ELECTORAL Commission of Zambia (ECZ) corporate affairs manager Patricia Luhanga says the Commission has raised slightly above K2 million from nomination fees.

And Luhanga has insisted that the nomination fee is non-refundable and non-transferable.

ECZ had earlier announced that 20 presidential candidates had paid nomination fees.

However, out of the 20 candidates, only 16 candidates managed to successfully file in their nominations.

New Congress Party president Peter Chanda and Movement for Democratic Change (MDC) president Felix Mutati withdrew from the race, while All People’s Congress party leader Nason Msoni and independent presidential candidate Masuwa Kalabi failed to meet the required number of supporters.

And speaking on Hot FM’s breakfast show, Wednesday, Luhanga said the nomination fee was non-refundable and that the funds collected were to be used for logistical requirements.

“The nomination fee is non- refundable, it is equally non- transferable. If I fail to make it to the nominations, I cannot say that transfer this money, it doesn’t happen like that. We have been consistent in our communication. We have given this information to candidates, their political party agents who were running the processes on their behalf and we have taken them through all these processes. So, for it to come out that the Commission should refund, we find it quite awkward because we did our part to communicate what the requirements are. Let me take you to the numbers, 20 presidential candidates, two of them withdrew, 16 successfully managed to file in their nominations and they paid the money. Look at the success rate there, if you had maybe five who successfully managed to file in their nominations, you should have said probably there is a problem with the Electoral Commission of Zambia, but 16 were successful,” Luhanga said.

- **ABOUT THIS EXERCISE**:
Continue the article on Zambia's presidential nomination fees from where it stops. The entries that come after this article have nothing to do with it.

- **DATA EXCERPTS**:

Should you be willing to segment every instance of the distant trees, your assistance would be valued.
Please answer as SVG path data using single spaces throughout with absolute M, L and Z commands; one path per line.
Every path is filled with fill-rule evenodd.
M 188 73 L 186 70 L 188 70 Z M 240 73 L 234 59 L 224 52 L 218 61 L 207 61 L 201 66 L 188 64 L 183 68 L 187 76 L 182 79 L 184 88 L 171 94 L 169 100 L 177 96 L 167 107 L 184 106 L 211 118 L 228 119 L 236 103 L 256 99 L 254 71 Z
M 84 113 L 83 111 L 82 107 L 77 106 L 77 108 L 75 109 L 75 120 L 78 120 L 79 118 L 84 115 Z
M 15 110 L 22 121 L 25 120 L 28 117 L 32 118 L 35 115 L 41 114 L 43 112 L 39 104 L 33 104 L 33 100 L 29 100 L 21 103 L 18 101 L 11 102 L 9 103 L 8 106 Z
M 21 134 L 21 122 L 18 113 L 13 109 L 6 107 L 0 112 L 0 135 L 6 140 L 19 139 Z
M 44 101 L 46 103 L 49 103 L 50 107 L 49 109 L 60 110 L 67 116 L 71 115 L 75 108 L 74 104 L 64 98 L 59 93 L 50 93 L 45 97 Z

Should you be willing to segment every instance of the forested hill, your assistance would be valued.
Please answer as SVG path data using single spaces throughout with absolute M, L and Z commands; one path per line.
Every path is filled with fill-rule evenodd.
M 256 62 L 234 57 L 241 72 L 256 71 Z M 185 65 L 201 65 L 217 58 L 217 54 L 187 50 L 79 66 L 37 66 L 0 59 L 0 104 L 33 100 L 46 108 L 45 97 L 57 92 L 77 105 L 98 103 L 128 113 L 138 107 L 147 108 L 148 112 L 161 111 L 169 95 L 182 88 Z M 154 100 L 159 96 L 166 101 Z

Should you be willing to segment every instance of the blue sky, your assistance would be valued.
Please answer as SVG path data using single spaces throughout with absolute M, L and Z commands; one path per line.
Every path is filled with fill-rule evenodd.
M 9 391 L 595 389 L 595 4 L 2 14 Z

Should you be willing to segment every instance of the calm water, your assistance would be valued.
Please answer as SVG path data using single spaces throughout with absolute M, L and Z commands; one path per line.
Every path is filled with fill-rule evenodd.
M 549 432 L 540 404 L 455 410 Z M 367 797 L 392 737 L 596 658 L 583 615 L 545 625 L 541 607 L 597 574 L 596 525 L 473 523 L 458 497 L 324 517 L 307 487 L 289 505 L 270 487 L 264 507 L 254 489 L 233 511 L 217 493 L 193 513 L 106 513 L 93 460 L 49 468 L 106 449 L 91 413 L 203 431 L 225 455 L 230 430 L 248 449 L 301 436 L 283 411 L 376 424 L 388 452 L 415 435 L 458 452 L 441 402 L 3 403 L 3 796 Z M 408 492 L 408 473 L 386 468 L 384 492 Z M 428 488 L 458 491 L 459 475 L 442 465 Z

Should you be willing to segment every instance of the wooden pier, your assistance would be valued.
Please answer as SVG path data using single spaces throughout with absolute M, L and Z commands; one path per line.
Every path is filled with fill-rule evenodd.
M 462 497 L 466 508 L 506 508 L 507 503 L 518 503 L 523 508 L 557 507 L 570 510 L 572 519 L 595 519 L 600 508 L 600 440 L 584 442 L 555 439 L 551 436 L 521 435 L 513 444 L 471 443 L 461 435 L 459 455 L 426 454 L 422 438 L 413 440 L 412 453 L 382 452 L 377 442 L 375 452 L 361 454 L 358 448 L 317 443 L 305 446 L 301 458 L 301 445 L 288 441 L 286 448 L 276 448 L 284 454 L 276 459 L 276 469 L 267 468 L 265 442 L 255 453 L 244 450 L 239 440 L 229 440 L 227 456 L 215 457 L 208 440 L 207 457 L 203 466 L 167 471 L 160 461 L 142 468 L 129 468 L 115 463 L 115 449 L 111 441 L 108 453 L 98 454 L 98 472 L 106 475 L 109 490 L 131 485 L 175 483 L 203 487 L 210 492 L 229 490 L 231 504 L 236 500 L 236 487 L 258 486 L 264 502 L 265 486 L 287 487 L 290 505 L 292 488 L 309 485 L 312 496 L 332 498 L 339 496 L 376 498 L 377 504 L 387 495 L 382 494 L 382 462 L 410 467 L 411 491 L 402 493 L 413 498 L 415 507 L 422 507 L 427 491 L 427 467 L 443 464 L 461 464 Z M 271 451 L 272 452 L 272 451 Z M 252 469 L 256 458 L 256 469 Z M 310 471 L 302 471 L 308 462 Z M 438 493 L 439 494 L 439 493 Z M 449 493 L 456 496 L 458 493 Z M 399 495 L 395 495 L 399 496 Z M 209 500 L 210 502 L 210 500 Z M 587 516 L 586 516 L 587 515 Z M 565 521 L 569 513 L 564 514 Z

- **WRITTEN RESPONSE**:
“We had slightly above K2 million, this money is meant to enable the logistical processes that relate to nomination. Remember there are quite a lot of processes that we implement as a commission, for instance each one of these Presidential candidates needs to have a register. Now we are talking about seven million people, think about how that document looks like. For us to be able to process the register and give it to the political parties and specifically the Presidential candidates. So, it is not that the money is really going to go into the ECZ coffers or go to treasury, it is meant to cover some of the logistical requirements. These logistical requirements are mainly for the political parties and their candidates and not even the Commission. Though everybody else is required to buy the register, successful political parties, their candidates are given this register out of the nominations fee that they pay.”

Luhanga stressed that the Commission had consistently been engaging political parties and had effectively informed the parties on the various requirements.

“The Commission has been very consistent in terms of engagement. Prior to the pre-processing of supporters, we had a political party liaison committee meeting at Mulungushi Conference Centre where participating candidates from political parties and independents were asked to send representatives. The commission walked all these representatives through the various recommendation’s requirements, this included the pre-processing of supporters. When we are talking about pre-processing of supporters, you know that from the historical point of view, political parties will ferry their cadres to Lusaka or their supporters to Lusaka where they come through during the nomination. This time around the commission went to the provisional centre where we set up our pre-processing centres and each candidate or political party candidate needed to bring 100 supporters to the centre,” she said.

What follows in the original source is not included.